| Problems and tasks |
• A. Please translate this sentence from the news report on the La Parfaite Harmonie fire into Spanish: "Stabroek News was told yesterday that the fire is believed to have been caused by the explosion of the fuse box, which led to wires in the ceiling bursting into flames."
• B. Write out the passage of the fire report from "Three other children" to "bursting into flames.".

| Document excerpt |
»»

A fuse box explosion is suspected to be the cause of the La Parfaite Harmonie fire that claimed the lives of two children on Wednesday night.
Andrea James, 10, and Jarvind Alonzo Douglas, 6, both died in the blaze at Lot 689 Independence Street, La Parfaite Harmonie Housing Scheme, on the West Bank Demerara, where they were left unattended by their uncle, who went to a shop in the area to buy phone cards.
Three other children who were asleep in the house at the time the fire started, Andre James, 12, and Brian and Delon Douglas, managed to escape the burning house with minor injuries. Their aunt, Roxanne Douglas, who is the owner of the house, was at a wake in North East La Penitence, in Georgetown at the time and had left the children in her brother’s care.
Stabroek News was told yesterday that the fire is believed to have been caused by the explosion of the fuse box, which led to wires in the ceiling bursting into flames.

««

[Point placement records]
»»

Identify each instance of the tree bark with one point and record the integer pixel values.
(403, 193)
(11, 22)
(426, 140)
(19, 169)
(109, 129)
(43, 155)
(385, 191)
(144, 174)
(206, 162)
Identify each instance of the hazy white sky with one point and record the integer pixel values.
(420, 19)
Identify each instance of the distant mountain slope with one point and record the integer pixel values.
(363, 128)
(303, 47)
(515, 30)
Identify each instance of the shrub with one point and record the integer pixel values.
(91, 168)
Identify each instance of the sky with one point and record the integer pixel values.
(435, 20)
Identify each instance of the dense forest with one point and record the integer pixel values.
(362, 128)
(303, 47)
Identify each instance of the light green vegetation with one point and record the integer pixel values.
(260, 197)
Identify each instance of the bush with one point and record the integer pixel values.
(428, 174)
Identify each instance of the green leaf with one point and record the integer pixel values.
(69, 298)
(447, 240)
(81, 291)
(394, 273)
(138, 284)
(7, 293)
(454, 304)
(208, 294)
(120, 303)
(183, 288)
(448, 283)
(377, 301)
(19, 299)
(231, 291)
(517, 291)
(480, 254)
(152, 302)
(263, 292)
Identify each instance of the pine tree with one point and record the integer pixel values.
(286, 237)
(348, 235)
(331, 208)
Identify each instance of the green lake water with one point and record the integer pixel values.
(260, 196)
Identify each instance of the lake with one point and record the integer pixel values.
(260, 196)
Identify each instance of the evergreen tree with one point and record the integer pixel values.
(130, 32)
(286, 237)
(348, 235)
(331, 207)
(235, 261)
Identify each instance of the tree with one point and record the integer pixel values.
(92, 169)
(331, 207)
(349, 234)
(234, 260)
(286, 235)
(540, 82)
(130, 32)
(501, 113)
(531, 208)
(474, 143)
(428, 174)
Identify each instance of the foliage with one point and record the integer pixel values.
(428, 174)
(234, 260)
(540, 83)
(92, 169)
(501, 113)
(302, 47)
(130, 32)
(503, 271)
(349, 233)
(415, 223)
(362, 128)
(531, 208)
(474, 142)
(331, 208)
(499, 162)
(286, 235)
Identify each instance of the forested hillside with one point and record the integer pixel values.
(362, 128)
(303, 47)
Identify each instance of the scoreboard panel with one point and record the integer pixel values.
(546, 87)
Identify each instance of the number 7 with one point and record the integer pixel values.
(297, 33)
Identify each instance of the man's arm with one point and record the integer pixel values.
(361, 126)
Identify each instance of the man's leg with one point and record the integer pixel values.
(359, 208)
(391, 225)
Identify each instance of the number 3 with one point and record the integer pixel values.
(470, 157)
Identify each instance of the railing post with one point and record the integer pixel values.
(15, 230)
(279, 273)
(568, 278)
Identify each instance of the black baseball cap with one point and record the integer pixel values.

««

| Written answers |
• A. A Stabroek News se le informó ayer que se cree que el incendio fue causado por la explosión de la caja de fusibles, lo que provocó que los cables del techo estallaran en llamas.

• B.
Three other children who were asleep in the house at the time the fire started, Andre James, 12, and Brian and Delon Douglas, managed to escape the burning house with minor injuries. Their aunt, Roxanne Douglas, who is the owner of the house, was at a wake in North East La Penitence, in Georgetown at the time and had left the children in her brother’s care.
Stabroek News was told yesterday that the fire is believed to have been caused by the explosion of the fuse box, which led to wires in the ceiling bursting into flames.